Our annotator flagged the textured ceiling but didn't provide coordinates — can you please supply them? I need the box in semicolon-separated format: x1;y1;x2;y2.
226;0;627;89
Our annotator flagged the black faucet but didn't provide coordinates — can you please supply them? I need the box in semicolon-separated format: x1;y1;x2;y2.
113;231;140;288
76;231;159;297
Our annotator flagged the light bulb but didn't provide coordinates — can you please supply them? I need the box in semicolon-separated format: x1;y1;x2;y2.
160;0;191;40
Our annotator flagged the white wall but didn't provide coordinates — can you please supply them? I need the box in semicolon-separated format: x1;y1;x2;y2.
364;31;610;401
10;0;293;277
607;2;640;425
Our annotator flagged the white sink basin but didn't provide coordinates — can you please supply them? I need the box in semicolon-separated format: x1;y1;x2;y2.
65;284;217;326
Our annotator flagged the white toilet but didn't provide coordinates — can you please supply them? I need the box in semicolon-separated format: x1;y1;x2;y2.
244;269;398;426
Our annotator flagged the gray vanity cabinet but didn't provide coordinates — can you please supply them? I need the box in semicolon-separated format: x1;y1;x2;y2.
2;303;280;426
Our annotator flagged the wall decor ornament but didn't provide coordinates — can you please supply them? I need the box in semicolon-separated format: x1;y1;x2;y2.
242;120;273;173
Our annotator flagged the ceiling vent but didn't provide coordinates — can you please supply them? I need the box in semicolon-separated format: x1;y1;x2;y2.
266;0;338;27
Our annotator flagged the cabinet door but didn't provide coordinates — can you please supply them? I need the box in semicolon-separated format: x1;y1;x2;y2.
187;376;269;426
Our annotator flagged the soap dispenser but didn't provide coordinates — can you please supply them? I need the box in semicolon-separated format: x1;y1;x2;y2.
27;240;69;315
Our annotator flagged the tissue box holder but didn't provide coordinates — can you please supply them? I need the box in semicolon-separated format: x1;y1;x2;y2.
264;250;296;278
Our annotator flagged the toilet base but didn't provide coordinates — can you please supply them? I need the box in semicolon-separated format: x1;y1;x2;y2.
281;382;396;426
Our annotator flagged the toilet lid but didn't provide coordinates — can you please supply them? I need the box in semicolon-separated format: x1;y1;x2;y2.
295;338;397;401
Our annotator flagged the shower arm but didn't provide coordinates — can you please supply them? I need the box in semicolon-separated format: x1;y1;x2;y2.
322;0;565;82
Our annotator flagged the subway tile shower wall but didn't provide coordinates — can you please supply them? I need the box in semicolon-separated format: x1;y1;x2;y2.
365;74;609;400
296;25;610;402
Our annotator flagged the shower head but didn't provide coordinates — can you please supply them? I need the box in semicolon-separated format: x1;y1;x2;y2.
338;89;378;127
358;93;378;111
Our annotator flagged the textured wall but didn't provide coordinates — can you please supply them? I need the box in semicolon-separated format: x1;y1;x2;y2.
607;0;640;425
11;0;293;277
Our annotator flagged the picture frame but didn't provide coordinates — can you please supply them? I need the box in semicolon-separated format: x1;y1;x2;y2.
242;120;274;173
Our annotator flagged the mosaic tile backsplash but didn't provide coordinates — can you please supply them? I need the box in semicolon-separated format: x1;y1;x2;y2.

::::::::

- Short task:
Format every row above as a numbered list, omitting any blank lines.

- Result of this exercise:
1. Our annotator flagged the textured ceiling but didn't provide coordinates — can you please supply them? I need the box in semicolon-separated format: x1;y1;x2;y2.
2. 226;0;627;89
3. Our annotator flagged the black faucet but didn't provide coordinates — can you please supply them? I need the box in semicolon-separated format: x1;y1;x2;y2.
4. 113;231;140;288
5. 76;231;159;297
6. Our annotator flagged the light bulb but didn't provide coordinates — can you please supply them? I need the box in semicolon-separated format: x1;y1;x2;y2.
7. 160;0;191;40
8. Our annotator flagged the white wall but didn't provide coordinates — can you please supply them? I need the box in semicolon-separated format: x1;y1;x2;y2.
9. 364;31;610;401
10. 10;0;293;277
11. 607;2;640;425
12. Our annotator flagged the white sink basin but didn't provide coordinates — can you please supply them? I need the box in semicolon-separated format: x1;y1;x2;y2.
13. 65;284;217;326
14. Our annotator flagged the white toilet but didn't provide coordinates — can you please supply them? I need the box in semicolon-separated format: x1;y1;x2;y2.
15. 244;269;398;426
16. Our annotator flagged the gray vanity cabinet but didn't provide coordinates — can you please supply them? I need the box in semicolon-separated format: x1;y1;x2;y2.
17. 2;303;280;426
18. Our annotator flagged the wall decor ornament but didn't provide coordinates — can you please supply them? I need the box in semicolon-separated format: x1;y1;x2;y2.
19. 242;120;273;173
20. Our annotator flagged the ceiling vent but didn't provide coordinates — can you please supply them? I need the box in semicolon-separated format: x1;y1;x2;y2.
21. 266;0;338;27
22. Our annotator flagged the cabinet door but didn't provide coordinates — can you please supply them? I need the box in semicolon-separated format: x1;y1;x2;y2.
23. 187;376;269;426
24. Our annotator flagged the soap dispenser but didn't provide coordinates — can you please supply them? I need the box in semicolon-separated format: x1;y1;x2;y2.
25. 27;240;69;315
26. Our annotator flagged the tissue box holder but didn't provide coordinates — can you please supply them? I need the box in semicolon-separated format: x1;y1;x2;y2.
27. 264;250;296;278
28. Our annotator flagged the toilet base but didn't provide coordinates — can you please supply them? I need the box in semicolon-separated format: x1;y1;x2;y2.
29. 281;382;396;426
30. Our annotator flagged the toilet lid but didn't provide coordinates — can you please supply them? I need the box in semicolon-separated format: x1;y1;x2;y2.
31. 295;338;397;401
32. Our annotator flagged the shower arm but didn't provide coordinates — can you please supply them? I need the box in semicolon-separated format: x1;y1;x2;y2.
33. 322;0;565;82
34. Our annotator flagged the subway tile shower wall but didn't provide coordinates — can you please supply them? I need the box in semicolon-separated format: x1;y1;x2;y2.
35. 365;74;609;400
36. 296;25;610;402
37. Our annotator flagged the shower head but didn't provide coordinates — can you please supply them? I need the box in semicolon-separated format: x1;y1;x2;y2.
38. 338;89;378;127
39. 358;93;378;111
40. Our annotator flagged the textured wall but didn't provide coordinates — can you please supply them? I need the box in semicolon-separated format: x1;y1;x2;y2.
41. 607;0;640;425
42. 11;0;293;277
43. Our annotator flagged the picture frame but didn't provide coordinates — can you please supply them? I need the box in semicolon-separated format: x1;y1;x2;y2.
44. 242;120;274;173
45. Our annotator flagged the mosaic tile backsplash but didn't provide coordinates — can you please supply them? I need the box in semicolon-separated format: x1;y1;x2;y2.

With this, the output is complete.